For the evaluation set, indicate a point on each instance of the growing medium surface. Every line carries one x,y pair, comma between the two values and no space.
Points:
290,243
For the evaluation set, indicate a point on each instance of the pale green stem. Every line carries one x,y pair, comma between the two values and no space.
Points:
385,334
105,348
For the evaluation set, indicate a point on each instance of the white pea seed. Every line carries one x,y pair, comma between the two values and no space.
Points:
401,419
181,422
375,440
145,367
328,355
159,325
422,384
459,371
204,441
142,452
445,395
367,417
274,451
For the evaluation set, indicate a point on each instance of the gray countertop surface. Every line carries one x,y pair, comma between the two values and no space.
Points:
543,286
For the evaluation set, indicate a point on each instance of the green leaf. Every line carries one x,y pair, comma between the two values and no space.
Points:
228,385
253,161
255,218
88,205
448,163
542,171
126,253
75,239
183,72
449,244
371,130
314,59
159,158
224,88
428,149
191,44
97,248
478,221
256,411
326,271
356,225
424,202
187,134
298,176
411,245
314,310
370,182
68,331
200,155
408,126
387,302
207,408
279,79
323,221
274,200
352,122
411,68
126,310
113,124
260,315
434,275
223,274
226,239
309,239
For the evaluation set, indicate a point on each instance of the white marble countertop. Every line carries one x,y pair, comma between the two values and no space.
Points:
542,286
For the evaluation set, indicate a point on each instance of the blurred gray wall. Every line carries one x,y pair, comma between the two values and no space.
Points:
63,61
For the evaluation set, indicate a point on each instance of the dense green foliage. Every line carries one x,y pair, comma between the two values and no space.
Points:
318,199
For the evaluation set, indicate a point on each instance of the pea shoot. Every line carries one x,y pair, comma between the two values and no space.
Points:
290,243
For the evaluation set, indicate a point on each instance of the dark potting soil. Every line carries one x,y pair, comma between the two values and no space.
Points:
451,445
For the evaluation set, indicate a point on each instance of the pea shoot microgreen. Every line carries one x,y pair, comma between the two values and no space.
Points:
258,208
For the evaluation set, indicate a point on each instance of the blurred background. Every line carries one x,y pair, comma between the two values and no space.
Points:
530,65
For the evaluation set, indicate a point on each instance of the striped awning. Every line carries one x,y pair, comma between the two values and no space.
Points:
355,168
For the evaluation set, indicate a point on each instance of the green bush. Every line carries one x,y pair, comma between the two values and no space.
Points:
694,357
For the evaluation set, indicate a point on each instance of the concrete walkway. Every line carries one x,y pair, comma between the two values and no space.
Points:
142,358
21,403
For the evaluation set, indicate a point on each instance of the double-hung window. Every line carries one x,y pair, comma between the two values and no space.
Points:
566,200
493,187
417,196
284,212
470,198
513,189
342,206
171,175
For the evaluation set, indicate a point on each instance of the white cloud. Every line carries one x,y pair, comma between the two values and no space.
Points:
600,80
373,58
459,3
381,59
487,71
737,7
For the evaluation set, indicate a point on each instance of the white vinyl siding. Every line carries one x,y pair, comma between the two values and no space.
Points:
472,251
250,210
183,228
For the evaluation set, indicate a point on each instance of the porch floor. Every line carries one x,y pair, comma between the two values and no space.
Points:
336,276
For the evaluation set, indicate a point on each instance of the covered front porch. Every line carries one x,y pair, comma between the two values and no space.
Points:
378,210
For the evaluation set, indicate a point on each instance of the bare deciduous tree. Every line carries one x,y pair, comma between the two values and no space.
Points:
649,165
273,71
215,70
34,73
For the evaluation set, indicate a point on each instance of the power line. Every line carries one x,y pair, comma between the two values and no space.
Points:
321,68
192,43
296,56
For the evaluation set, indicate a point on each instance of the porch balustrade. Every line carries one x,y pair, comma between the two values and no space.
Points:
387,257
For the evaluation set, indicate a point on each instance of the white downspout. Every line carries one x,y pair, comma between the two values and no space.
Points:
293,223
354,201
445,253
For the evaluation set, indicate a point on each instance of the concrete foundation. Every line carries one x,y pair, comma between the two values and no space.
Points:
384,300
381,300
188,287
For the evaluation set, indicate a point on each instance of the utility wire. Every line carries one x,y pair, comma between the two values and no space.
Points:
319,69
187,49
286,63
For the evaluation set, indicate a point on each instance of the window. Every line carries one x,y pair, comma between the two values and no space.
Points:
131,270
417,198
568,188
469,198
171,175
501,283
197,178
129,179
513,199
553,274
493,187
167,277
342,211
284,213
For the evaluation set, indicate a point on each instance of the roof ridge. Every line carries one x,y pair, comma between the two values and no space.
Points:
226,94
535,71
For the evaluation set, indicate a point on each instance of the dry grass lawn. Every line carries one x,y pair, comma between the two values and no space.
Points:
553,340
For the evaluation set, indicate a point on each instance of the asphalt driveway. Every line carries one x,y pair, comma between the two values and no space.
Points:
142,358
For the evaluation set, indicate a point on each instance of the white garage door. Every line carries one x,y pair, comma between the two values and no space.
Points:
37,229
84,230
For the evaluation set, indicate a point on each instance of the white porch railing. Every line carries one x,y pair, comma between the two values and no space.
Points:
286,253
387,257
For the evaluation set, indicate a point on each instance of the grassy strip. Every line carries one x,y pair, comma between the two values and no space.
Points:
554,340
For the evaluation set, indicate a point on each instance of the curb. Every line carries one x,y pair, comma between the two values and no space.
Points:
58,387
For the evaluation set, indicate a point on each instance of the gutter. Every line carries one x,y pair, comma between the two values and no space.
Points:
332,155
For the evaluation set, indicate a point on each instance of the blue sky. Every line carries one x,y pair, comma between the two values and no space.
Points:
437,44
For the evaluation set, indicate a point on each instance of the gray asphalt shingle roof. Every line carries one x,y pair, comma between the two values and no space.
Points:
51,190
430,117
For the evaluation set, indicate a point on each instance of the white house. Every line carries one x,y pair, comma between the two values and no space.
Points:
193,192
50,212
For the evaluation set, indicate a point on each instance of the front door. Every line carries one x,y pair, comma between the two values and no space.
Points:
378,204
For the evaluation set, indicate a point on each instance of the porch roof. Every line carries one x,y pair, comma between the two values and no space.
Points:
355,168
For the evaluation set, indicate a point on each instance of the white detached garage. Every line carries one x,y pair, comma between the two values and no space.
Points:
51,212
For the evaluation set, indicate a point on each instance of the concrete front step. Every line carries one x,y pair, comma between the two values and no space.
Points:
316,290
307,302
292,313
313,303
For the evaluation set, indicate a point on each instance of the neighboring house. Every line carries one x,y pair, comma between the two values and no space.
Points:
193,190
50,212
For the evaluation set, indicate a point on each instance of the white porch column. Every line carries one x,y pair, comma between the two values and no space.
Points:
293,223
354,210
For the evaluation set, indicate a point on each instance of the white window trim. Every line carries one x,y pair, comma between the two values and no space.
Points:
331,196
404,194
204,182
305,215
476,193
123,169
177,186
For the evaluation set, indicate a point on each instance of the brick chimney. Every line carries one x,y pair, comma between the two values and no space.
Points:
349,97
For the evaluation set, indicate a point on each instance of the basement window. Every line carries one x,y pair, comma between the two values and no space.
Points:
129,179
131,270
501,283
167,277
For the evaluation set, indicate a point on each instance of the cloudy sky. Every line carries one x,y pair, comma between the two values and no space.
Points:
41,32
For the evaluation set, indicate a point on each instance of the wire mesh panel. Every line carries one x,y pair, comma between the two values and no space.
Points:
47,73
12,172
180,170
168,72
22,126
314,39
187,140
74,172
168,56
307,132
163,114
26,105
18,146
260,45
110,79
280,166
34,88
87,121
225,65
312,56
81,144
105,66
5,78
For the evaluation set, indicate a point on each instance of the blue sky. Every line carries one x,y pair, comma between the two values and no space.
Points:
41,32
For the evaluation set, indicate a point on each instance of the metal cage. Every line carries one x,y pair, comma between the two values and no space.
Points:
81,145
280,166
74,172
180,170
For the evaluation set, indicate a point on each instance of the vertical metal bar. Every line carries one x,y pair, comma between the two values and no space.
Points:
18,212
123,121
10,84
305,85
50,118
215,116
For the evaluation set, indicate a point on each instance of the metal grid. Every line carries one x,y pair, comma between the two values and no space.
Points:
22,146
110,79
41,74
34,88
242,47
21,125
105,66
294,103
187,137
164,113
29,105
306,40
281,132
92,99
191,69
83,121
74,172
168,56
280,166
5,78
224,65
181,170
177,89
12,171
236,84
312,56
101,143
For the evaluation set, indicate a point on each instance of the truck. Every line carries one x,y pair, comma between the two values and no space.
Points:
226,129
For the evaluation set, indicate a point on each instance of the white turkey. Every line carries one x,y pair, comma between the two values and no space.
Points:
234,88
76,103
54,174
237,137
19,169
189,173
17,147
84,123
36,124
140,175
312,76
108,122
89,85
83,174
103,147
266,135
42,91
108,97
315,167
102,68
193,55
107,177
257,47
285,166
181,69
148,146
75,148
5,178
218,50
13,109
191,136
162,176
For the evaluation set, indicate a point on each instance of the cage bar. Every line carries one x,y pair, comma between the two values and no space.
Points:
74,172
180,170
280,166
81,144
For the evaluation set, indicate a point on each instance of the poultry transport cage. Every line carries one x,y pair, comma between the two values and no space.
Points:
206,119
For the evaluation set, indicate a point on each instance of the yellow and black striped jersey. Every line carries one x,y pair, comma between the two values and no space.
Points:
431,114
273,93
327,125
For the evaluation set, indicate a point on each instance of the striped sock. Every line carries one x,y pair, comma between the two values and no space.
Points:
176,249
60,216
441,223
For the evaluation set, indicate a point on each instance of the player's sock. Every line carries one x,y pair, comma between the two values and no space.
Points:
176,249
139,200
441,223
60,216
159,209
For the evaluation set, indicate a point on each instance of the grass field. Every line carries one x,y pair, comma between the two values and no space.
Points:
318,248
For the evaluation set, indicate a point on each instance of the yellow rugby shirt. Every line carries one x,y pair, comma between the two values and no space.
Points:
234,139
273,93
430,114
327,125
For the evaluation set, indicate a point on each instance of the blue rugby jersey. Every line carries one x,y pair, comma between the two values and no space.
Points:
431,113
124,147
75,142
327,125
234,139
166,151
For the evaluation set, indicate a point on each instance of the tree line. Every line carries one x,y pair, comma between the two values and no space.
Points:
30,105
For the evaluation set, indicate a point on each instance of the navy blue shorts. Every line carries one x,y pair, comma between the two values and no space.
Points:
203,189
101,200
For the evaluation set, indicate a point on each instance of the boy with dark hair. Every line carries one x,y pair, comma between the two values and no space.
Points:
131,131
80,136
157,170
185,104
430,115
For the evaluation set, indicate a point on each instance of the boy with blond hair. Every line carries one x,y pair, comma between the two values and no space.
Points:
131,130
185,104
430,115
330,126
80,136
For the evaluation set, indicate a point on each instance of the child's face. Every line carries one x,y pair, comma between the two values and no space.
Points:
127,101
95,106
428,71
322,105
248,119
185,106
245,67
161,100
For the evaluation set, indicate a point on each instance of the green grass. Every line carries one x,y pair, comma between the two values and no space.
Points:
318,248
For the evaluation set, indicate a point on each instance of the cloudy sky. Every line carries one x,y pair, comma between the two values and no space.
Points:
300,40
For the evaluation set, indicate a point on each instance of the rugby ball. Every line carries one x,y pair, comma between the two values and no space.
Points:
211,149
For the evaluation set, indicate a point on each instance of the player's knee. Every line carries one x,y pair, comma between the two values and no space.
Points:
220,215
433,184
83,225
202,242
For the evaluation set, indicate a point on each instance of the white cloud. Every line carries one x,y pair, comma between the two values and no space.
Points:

——

| The request |
Quote only the lines from the one containing "boy with dark" through the final line of the records, with both ends included.

| Solved exercise |
For the evaluation set, indicate a point on each instance of the boy with dark hair. Every line carries one x,y pair, comma between the two values and no space.
Points:
131,131
80,136
157,170
185,104
430,115
For the evaluation set, indicate a point on each instance of the boy with blond hair. Every line carries one x,y pair, comma between the two values and no space.
Points:
131,130
185,104
430,115
330,126
80,136
For the evaluation set, indicate a point on each instance of the child's face. Every line carries one x,y pair, comma between the two values and no space.
Points:
127,101
95,106
428,71
322,105
248,119
185,106
245,67
161,100
For the evaluation set, indicate a point on each instance of the green grass. Every line carries one x,y pair, comma between the two values and no space.
Points:
318,248
For the evaluation set, indicate a point on each instance of the cloudy sky. Every line carries one x,y pair, comma between the two values and no space.
Points:
300,40
For the evaluation set, indicate a point on each instance of the rugby ball. Every line carries one x,y pair, comma between the two values and no space.
Points:
211,149
For the evaluation set, indicate a point on each instance of the player's knee. Every line carries one x,y pair, comma between the two values and no space.
Points:
220,215
433,184
83,225
202,242
For the evaluation set, indicate a point on each instance of the white cloud. Every line carries one x,y pair, comma between the two values and no space.
Points:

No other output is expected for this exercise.